-------- Data for processing
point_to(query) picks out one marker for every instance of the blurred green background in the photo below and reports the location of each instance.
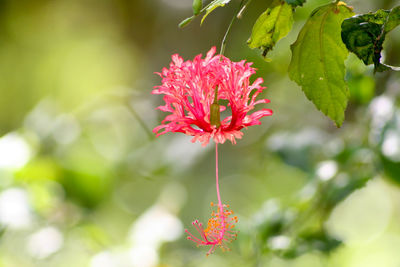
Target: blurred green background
(83, 181)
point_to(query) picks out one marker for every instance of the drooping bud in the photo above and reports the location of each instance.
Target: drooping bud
(215, 115)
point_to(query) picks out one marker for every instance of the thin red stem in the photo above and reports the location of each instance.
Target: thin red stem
(216, 178)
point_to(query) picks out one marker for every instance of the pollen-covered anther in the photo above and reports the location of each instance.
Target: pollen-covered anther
(218, 231)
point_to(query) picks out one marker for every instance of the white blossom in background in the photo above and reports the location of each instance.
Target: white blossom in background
(104, 259)
(45, 242)
(327, 170)
(157, 225)
(15, 212)
(15, 152)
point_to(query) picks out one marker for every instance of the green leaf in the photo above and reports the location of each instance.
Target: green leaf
(317, 63)
(272, 25)
(213, 5)
(295, 3)
(197, 6)
(364, 35)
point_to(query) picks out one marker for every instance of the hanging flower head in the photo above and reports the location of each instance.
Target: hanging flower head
(219, 230)
(193, 89)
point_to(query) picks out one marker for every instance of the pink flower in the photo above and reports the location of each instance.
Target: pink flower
(189, 89)
(219, 229)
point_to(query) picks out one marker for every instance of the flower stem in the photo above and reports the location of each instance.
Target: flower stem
----------------
Work required: Only the pictures stay out; the rest of the entries above must be written out exactly.

Exercise answer:
point_to(query) picks out one marker for every instance of the blurred green background in the photo below and reports the location of each instance.
Target: blurred green background
(83, 181)
point_to(query) picks out one marker for every instance of the drooping bud in the photo above and reports the location of each instance.
Target: drooping bud
(215, 115)
point_to(query) picks out one marker for every instance of the thin red stem in the photo above and reports the location of each instance.
Target: thin red stem
(216, 178)
point_to(query) picks out one marker for every instance of the pollen-covered anther in the photo above and reports the location of each instance.
Target: pollen-covered anther
(218, 231)
point_to(query) picks out one marker for every instance of the white blossom in background in the photo above and reports the location of each instance.
Target: white blossom in background
(104, 259)
(45, 242)
(327, 170)
(157, 225)
(15, 212)
(15, 152)
point_to(query) picks out one marker for every instance of the green leaf in the photo above and reports the location of each instance.
Target: green leaf
(317, 63)
(272, 25)
(213, 5)
(295, 3)
(197, 6)
(364, 35)
point_to(query) picks out one marker for every instance of the hanging flower head in the photo above and reports the location of each instance.
Target: hanging flower head
(219, 230)
(193, 89)
point_to(query) picks out one marker for every instance of the pink flower in the photo above and reports the location of each instance.
Target: pink flower
(189, 89)
(219, 229)
point_to(query) picks out one marker for every instance of the flower stem in the photo above and reports the location of each instance.
Target: flower stem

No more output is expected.